- Poster
- Directed by: K. Selva Bharathy
- Written by: K. Selva Bharathy
- Produced by: J. Satish Kumar
- Starring: Ranjith Sindhu Tolani Vivek Ganja Karuppu
- Cinematography: Tajmal
- Edited by: P. Sai Suresh
- Music by: Deva
- Production company: JSK Film Corporation
- Release date: 5 October 2007;
- Country: India
- Language: Tamil

= Pasupathi c/o Rasakkapalayam =

Pasupathi c/o Rasakkapalayam is a 2007 Indian Tamil language film directed by K. Selva Bharathy. It stars Ranjith, Sindhu Tolani, and Vivek. The film was released on 5 October 2007.

== Plot ==
Pasupathi (Ranjith) lives with his mother in a village in Coimbatore and comes to town with the intent of finding a job. He fights against a few thugs and hands them over to police constable Daas (Vivek), following which Daas is promoted to sub-inspector. Pasupathi accompanies Daas and his team most of the time. Pasupathi's mother is diagnosed with a heart problem, and he is in need of 500,000 rupees for the surgery. Pasupathi tries in vain to collect money with the help of Daas and Priya (Sindhu Tolani).

Pasupathi contacts a Naxalite group which promises to pay him the required money if he surrenders to the police instead of the wanted Naxalite. Pasupathi agrees and surrenders, but the money does not reach him as the Naxalite (Ilavarasu) who was supposed to pay the money had other problems. The Naxalite group decides to save Pasupathi by surrendering themselves and also give the money needed for the operation, but they are cheated by the assistant commissioner, who does not hand over the money to Pasupathi .

● TASK DETAILS
According to the film summary, why does the promised money fail to reach Pasupathi after he surrenders to the police in place of the wanted Naxalite? The rows that come next have no connection to the film summary.

Text-to-region grounding data:
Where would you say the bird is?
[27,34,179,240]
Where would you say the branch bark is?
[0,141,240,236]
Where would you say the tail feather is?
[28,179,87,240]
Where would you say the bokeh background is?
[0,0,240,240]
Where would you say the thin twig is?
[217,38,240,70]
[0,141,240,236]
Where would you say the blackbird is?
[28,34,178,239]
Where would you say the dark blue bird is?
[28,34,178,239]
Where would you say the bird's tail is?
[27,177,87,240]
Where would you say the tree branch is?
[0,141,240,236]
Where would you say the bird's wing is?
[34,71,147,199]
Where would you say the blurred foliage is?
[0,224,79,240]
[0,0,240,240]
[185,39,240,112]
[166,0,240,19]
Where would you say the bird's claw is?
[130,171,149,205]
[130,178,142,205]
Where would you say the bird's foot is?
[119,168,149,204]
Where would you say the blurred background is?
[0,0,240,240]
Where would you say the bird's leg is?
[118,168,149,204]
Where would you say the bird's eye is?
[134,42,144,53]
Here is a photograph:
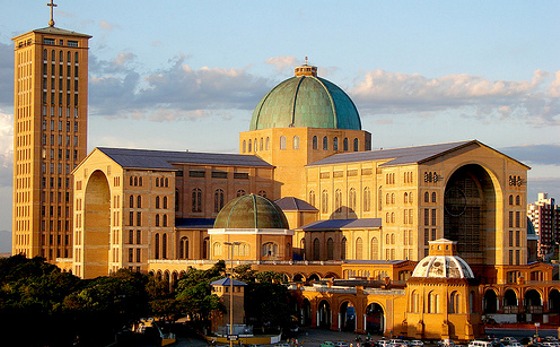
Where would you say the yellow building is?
[12,15,91,261]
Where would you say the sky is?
[0,0,560,252]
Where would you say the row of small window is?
[41,247,70,261]
[308,187,371,213]
[42,90,79,106]
[409,290,468,313]
[43,47,80,64]
[41,163,76,175]
[508,230,521,247]
[41,219,70,232]
[128,195,167,209]
[128,248,142,263]
[42,119,79,132]
[424,208,437,226]
[242,135,360,153]
[43,105,79,118]
[128,211,169,227]
[41,233,70,247]
[41,201,70,218]
[41,133,80,150]
[508,195,521,206]
[154,233,168,259]
[300,237,413,260]
[424,192,437,203]
[191,188,266,213]
[508,211,523,228]
[188,170,249,179]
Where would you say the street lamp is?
[224,242,241,347]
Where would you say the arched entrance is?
[338,301,356,331]
[444,164,496,264]
[366,303,385,335]
[299,299,311,327]
[317,300,332,329]
[525,289,543,322]
[548,288,560,325]
[83,171,110,278]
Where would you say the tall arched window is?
[327,237,334,260]
[280,136,286,149]
[179,236,189,259]
[292,135,299,149]
[348,188,356,212]
[370,237,379,260]
[356,237,364,260]
[334,189,342,213]
[447,292,461,313]
[428,292,439,313]
[192,188,202,212]
[154,234,159,259]
[309,190,315,206]
[364,187,371,212]
[214,189,224,213]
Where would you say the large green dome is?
[214,194,289,229]
[250,64,362,130]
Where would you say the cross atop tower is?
[47,0,58,27]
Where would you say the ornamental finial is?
[47,0,58,27]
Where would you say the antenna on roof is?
[47,0,58,27]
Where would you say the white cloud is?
[266,56,299,72]
[350,70,560,125]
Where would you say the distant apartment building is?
[527,193,560,259]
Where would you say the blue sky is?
[0,0,560,252]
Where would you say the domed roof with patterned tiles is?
[214,194,289,229]
[250,60,362,130]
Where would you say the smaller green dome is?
[214,194,289,229]
[249,63,362,131]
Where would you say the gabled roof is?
[274,196,318,211]
[308,140,528,167]
[97,147,273,170]
[301,218,381,231]
[12,26,92,40]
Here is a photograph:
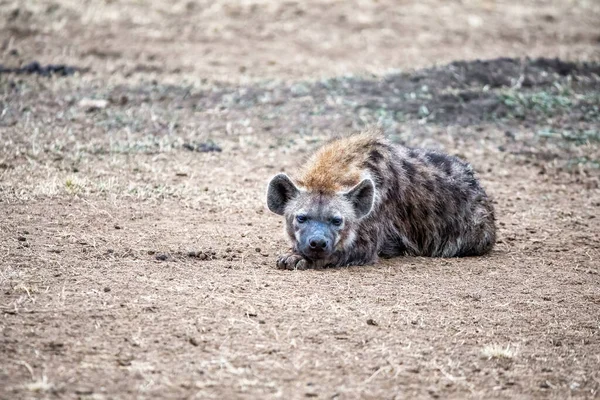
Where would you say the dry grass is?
[0,0,600,398]
[481,344,518,360]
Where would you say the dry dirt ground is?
[0,0,600,399]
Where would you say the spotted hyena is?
[267,132,496,269]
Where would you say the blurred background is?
[0,0,600,82]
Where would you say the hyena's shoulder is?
[298,131,395,194]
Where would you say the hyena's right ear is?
[267,174,299,215]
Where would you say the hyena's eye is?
[331,217,342,226]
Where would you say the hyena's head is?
[267,174,375,261]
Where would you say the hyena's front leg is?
[277,250,310,270]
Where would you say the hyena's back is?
[299,134,496,257]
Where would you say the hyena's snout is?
[298,224,333,260]
[308,236,329,251]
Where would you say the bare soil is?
[0,0,600,399]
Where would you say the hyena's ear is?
[267,174,299,215]
[344,179,375,218]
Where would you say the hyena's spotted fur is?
[268,133,496,269]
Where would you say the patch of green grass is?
[500,90,576,118]
[537,129,600,145]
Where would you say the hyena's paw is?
[277,253,310,270]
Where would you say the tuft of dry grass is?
[481,344,517,360]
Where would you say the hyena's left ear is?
[267,174,299,215]
[344,179,375,218]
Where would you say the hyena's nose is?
[308,237,327,250]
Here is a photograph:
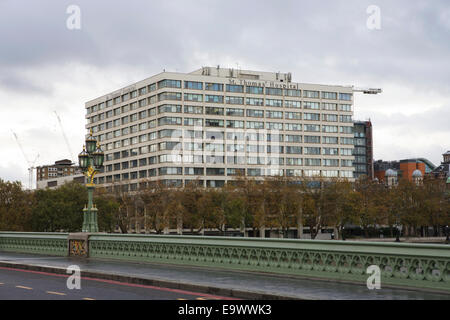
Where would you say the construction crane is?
[352,87,383,94]
[11,130,40,190]
[54,111,75,163]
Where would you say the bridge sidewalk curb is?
[0,261,306,300]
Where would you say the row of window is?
[87,79,353,114]
[95,167,353,187]
[88,97,352,123]
[91,114,356,136]
[100,130,354,151]
[105,157,353,175]
[106,144,356,161]
[105,146,354,171]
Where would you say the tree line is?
[0,177,450,239]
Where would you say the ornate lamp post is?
[78,131,105,232]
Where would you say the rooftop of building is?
[86,66,354,105]
[38,159,75,168]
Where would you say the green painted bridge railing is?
[0,233,450,293]
[0,232,69,257]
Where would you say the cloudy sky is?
[0,0,450,185]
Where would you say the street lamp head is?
[92,144,105,168]
[86,130,97,154]
[78,146,89,170]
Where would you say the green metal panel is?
[0,232,450,292]
[89,235,450,291]
[0,232,68,256]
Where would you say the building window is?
[158,79,181,89]
[205,83,223,91]
[226,84,244,93]
[246,86,264,94]
[266,88,283,96]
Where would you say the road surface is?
[0,267,237,300]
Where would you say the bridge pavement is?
[0,252,450,300]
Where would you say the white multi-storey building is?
[86,67,354,191]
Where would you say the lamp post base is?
[81,185,98,233]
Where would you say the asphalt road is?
[0,267,236,300]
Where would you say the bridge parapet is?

● RESPONSE TO THIS EXERCISE
The money does not reach Pasupathi because the Naxalite, Ilavarasu, who was supposed to pay it had other problems.